-- start of Material supplied --

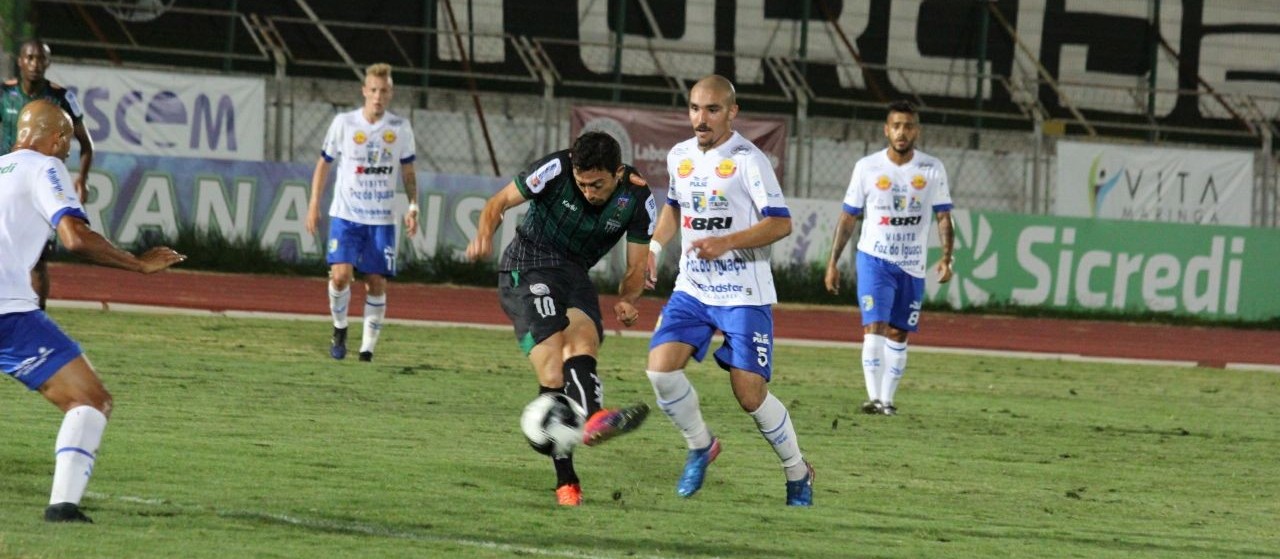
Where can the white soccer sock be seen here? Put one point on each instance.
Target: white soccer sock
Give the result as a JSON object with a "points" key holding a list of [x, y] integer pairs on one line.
{"points": [[338, 303], [873, 363], [679, 401], [895, 365], [775, 424], [375, 310], [74, 452]]}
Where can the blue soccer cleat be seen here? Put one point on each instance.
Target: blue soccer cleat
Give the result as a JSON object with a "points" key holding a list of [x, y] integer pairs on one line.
{"points": [[338, 346], [695, 468], [800, 491]]}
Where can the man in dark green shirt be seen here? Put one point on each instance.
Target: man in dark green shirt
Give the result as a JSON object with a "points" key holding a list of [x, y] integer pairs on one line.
{"points": [[583, 202], [16, 94]]}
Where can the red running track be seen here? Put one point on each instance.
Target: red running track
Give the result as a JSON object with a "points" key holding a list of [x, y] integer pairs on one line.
{"points": [[306, 296]]}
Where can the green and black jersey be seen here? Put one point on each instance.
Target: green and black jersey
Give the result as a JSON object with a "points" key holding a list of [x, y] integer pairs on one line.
{"points": [[13, 99], [563, 228]]}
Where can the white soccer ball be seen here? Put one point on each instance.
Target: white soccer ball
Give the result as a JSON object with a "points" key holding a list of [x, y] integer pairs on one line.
{"points": [[553, 424]]}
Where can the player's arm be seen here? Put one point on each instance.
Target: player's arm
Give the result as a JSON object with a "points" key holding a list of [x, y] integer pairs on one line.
{"points": [[845, 228], [662, 234], [490, 216], [77, 237], [947, 237], [410, 179], [767, 232], [318, 179], [86, 160]]}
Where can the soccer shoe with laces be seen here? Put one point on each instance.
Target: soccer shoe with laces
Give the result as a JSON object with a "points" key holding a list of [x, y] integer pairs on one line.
{"points": [[568, 495], [695, 468], [800, 491], [607, 424], [338, 346], [65, 512]]}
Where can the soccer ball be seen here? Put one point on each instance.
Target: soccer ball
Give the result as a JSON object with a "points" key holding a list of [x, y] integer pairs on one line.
{"points": [[553, 424]]}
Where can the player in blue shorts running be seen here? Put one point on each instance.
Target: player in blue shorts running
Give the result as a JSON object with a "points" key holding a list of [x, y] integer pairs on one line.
{"points": [[728, 206], [899, 189], [37, 196]]}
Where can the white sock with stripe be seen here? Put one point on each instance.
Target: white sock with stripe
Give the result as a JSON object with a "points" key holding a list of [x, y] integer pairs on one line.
{"points": [[375, 311], [873, 363], [895, 365], [775, 424], [679, 401], [338, 303], [74, 453]]}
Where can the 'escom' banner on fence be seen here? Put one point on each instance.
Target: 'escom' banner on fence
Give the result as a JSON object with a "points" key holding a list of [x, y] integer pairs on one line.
{"points": [[1060, 262], [1087, 264]]}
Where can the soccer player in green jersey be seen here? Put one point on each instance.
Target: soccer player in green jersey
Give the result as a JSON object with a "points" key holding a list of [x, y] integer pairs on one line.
{"points": [[583, 201], [16, 94]]}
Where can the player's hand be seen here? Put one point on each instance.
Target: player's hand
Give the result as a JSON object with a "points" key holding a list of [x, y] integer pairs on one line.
{"points": [[626, 312], [411, 221], [479, 248], [944, 270], [711, 247], [312, 219], [159, 259]]}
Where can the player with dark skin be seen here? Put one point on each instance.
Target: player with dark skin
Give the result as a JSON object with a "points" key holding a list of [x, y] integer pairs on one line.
{"points": [[45, 128], [33, 60]]}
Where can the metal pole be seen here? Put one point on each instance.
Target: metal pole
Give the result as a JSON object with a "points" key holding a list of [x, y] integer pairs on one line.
{"points": [[1151, 76], [618, 33], [976, 138]]}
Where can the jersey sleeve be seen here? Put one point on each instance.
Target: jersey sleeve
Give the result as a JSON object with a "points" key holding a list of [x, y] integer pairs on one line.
{"points": [[855, 198], [533, 182], [55, 193], [942, 195], [762, 183], [408, 147], [332, 147]]}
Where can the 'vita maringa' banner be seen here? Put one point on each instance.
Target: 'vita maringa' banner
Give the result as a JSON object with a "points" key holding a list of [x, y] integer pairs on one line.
{"points": [[1139, 183], [1107, 265], [1059, 262]]}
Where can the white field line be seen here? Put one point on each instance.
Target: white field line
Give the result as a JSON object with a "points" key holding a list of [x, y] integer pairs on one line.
{"points": [[366, 528], [1005, 353]]}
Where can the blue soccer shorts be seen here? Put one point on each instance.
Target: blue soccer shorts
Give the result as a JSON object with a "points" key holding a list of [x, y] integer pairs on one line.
{"points": [[748, 331], [370, 248], [888, 294], [32, 348]]}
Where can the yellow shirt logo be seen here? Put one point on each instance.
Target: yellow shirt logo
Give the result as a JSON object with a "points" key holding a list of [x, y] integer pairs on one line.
{"points": [[685, 168], [726, 169]]}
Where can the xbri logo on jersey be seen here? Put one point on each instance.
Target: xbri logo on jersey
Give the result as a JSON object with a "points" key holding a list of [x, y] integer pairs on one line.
{"points": [[705, 224], [908, 220]]}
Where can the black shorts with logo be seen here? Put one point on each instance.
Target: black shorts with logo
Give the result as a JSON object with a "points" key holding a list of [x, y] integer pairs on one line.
{"points": [[538, 301]]}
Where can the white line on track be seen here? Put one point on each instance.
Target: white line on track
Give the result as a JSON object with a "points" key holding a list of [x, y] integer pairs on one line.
{"points": [[1006, 353]]}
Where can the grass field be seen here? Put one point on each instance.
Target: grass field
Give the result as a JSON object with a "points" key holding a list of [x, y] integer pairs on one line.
{"points": [[241, 439]]}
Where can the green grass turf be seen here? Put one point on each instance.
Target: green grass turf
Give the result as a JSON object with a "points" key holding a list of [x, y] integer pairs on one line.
{"points": [[241, 438]]}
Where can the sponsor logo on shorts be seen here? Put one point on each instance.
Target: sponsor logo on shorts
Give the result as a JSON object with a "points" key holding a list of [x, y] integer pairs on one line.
{"points": [[32, 363]]}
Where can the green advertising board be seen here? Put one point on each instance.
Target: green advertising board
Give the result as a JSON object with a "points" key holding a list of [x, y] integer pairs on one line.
{"points": [[1223, 273]]}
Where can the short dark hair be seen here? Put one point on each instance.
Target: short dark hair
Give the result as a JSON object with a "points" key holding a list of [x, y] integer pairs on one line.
{"points": [[901, 106], [595, 150]]}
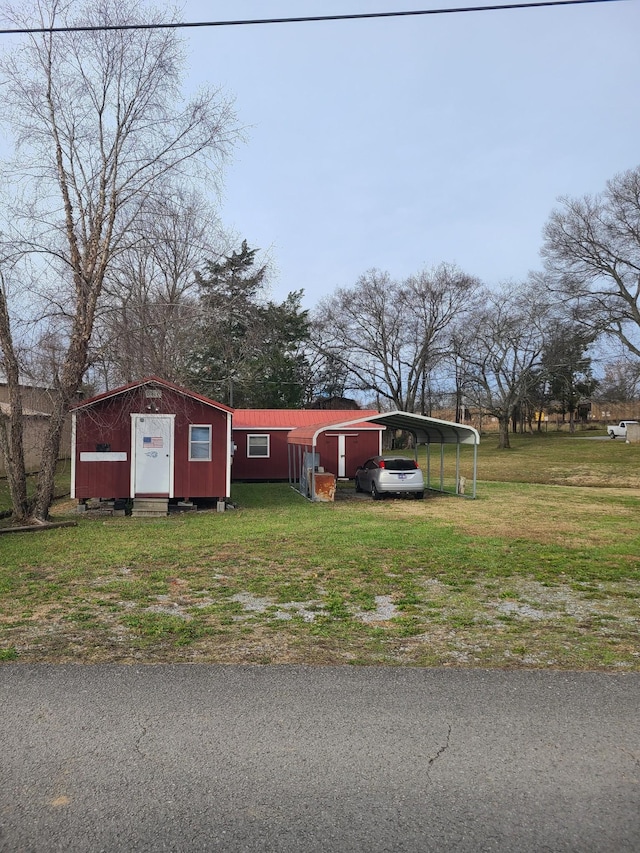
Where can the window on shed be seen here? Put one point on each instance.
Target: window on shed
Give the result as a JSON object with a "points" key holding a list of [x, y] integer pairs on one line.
{"points": [[258, 446], [200, 443]]}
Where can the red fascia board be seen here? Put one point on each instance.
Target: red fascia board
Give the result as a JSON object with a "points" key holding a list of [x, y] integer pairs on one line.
{"points": [[309, 434], [291, 419]]}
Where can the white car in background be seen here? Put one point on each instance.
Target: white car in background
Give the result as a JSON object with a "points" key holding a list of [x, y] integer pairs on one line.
{"points": [[390, 475], [619, 430]]}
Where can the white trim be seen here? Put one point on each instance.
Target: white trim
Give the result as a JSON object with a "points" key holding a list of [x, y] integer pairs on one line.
{"points": [[210, 443], [270, 429], [132, 469], [110, 456], [73, 455], [229, 454], [266, 455]]}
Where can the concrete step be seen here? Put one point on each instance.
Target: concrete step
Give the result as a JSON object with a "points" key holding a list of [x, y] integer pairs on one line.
{"points": [[150, 507]]}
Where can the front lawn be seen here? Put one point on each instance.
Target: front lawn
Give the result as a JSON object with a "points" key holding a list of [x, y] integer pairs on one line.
{"points": [[527, 575]]}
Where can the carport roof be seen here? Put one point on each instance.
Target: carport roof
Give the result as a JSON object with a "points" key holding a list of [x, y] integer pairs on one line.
{"points": [[426, 430]]}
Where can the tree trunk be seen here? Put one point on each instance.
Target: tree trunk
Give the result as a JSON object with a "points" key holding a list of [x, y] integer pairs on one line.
{"points": [[503, 437], [12, 424]]}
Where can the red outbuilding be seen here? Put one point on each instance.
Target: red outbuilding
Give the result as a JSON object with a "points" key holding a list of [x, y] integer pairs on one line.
{"points": [[151, 440], [262, 449]]}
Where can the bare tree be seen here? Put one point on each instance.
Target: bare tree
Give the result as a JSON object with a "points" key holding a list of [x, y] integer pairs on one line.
{"points": [[502, 351], [11, 420], [389, 336], [592, 254], [100, 128]]}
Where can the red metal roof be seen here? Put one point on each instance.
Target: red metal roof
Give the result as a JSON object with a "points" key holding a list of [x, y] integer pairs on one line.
{"points": [[289, 419], [150, 380]]}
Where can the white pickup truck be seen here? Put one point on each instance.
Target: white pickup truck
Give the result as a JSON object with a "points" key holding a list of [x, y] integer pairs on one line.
{"points": [[619, 429]]}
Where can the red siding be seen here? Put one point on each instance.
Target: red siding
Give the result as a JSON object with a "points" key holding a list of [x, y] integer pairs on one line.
{"points": [[359, 447], [275, 467]]}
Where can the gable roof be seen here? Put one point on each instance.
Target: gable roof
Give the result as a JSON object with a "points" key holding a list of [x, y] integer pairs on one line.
{"points": [[151, 381], [290, 419]]}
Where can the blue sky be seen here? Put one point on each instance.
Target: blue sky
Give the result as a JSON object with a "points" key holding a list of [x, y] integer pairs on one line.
{"points": [[401, 143]]}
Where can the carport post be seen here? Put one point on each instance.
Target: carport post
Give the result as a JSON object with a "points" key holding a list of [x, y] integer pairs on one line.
{"points": [[475, 466]]}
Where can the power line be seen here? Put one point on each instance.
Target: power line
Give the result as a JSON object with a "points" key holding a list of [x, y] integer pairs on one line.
{"points": [[301, 20]]}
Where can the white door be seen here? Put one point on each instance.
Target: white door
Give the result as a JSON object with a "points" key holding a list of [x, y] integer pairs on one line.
{"points": [[152, 454], [342, 455]]}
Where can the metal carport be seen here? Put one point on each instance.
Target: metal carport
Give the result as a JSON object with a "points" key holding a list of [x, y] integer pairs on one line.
{"points": [[427, 431]]}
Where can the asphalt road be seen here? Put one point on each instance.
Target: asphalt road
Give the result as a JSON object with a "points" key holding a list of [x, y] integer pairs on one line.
{"points": [[208, 758]]}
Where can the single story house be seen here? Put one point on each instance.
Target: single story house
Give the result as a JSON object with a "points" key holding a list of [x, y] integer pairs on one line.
{"points": [[151, 441], [37, 405], [261, 449]]}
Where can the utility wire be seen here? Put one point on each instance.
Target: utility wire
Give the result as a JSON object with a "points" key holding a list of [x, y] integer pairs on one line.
{"points": [[301, 20]]}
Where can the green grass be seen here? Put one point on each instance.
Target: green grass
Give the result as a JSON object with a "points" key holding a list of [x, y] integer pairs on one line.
{"points": [[531, 574]]}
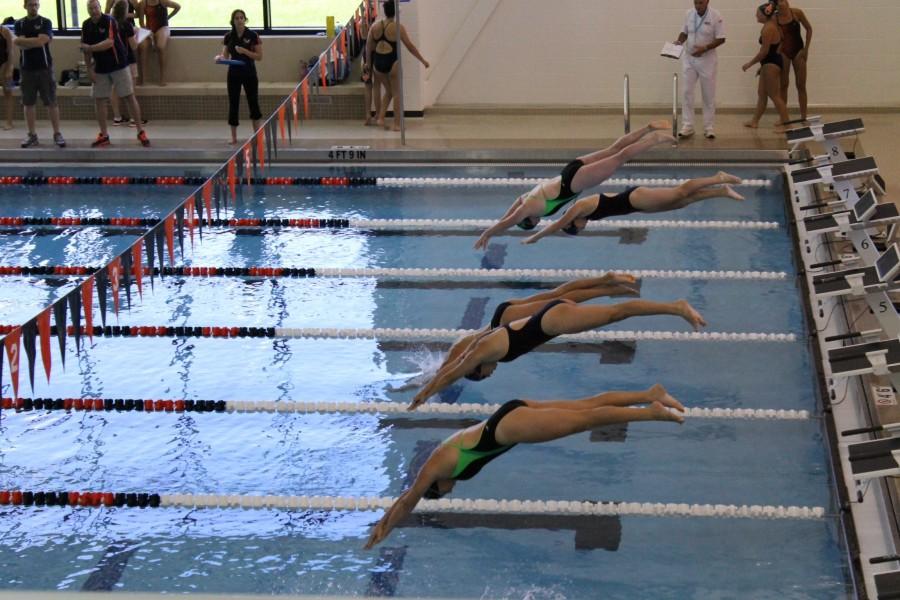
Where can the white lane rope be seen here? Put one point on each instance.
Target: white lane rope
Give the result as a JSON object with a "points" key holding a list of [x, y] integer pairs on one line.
{"points": [[481, 224], [491, 506], [451, 335], [437, 408], [541, 274], [530, 181]]}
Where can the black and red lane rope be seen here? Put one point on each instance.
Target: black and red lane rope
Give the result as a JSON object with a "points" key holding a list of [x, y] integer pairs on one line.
{"points": [[179, 180]]}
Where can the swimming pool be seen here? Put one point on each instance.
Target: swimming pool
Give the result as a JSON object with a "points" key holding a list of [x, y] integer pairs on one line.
{"points": [[716, 461]]}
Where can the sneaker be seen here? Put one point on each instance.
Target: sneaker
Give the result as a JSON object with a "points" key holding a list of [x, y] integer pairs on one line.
{"points": [[29, 141], [102, 140]]}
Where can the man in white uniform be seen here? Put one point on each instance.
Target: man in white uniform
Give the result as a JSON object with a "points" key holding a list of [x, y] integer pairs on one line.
{"points": [[703, 31]]}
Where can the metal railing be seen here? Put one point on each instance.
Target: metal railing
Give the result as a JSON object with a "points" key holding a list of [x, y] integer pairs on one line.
{"points": [[675, 105]]}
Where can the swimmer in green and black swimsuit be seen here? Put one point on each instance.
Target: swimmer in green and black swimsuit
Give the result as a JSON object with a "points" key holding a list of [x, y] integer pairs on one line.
{"points": [[549, 196], [466, 452]]}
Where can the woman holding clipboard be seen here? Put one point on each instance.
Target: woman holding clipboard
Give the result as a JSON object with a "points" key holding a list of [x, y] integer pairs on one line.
{"points": [[242, 48]]}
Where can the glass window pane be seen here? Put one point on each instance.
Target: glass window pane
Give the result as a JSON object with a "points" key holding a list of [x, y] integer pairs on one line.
{"points": [[311, 13], [210, 13]]}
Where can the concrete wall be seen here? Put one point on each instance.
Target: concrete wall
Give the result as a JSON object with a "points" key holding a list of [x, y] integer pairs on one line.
{"points": [[575, 52]]}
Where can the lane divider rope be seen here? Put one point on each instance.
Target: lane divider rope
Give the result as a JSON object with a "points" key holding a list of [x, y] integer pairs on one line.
{"points": [[438, 225], [442, 274], [91, 499], [404, 335], [521, 181], [258, 406]]}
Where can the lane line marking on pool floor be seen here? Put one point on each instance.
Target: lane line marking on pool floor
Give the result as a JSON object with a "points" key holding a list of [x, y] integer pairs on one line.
{"points": [[424, 274], [97, 499], [432, 225], [404, 335], [521, 181], [27, 405]]}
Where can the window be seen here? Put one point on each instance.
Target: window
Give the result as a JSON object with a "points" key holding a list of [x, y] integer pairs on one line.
{"points": [[308, 13], [208, 14]]}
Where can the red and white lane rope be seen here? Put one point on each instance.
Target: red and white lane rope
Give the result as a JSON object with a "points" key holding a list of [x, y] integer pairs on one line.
{"points": [[92, 499], [441, 274], [526, 181], [257, 406]]}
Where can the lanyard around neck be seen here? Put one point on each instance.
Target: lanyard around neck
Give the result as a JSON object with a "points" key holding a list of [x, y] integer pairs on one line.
{"points": [[697, 26]]}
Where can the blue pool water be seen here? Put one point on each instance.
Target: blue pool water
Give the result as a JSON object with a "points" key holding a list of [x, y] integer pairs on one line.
{"points": [[280, 552]]}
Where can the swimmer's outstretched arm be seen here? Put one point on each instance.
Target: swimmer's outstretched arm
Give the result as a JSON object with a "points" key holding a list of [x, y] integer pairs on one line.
{"points": [[451, 372], [580, 209], [405, 503], [516, 213]]}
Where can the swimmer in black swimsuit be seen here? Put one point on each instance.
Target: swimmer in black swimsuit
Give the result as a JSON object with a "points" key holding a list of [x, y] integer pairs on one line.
{"points": [[770, 62], [559, 317], [466, 452], [579, 290], [640, 199], [381, 54], [549, 196]]}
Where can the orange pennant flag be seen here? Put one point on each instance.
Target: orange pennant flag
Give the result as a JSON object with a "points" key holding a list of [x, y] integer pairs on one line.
{"points": [[44, 331], [169, 226], [232, 178], [12, 354], [190, 209], [282, 128], [115, 272], [137, 266], [87, 303], [305, 89], [261, 148], [207, 200]]}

-- end of Material supplied --

Could you give again exactly the lines from the line containing "Where can the blue pool" through the final line of the data above, and no others?

Where can the blue pool water be seen here? Put one point on each instance.
Target: blue pool water
Give the result as a JSON object with a "points" key holding a list of [x, y] integer pairs on one line.
{"points": [[280, 552]]}
Where can the swimmer's outstretched arm be seen here? Put one point on each instance.
Target: swimmer's outstretched arm
Give the result as a JSON object with a "points" key holding a list of [x, y] integer pairs on one line.
{"points": [[451, 372], [580, 209], [405, 503], [516, 213]]}
Where can the swimmer in black swimsuit be seen here? Put one point on each instance.
Target: swimmer in black swimsuit
Give the result as a JSON object with a "points" key holding a list of [x, y] integer pairs on one line.
{"points": [[770, 62], [559, 317], [466, 452], [579, 290], [640, 199], [381, 54], [549, 196]]}
Where can the orange pennant flag be seen here? Put one point on each instance.
Target: orange pennant flag
Give the result as a JSON object with a "points" key holding a list of [x, y] integer pairs on one line.
{"points": [[44, 331], [169, 226], [232, 178], [12, 354], [190, 209], [282, 128], [115, 272], [137, 266], [87, 303], [305, 89], [261, 148], [207, 200]]}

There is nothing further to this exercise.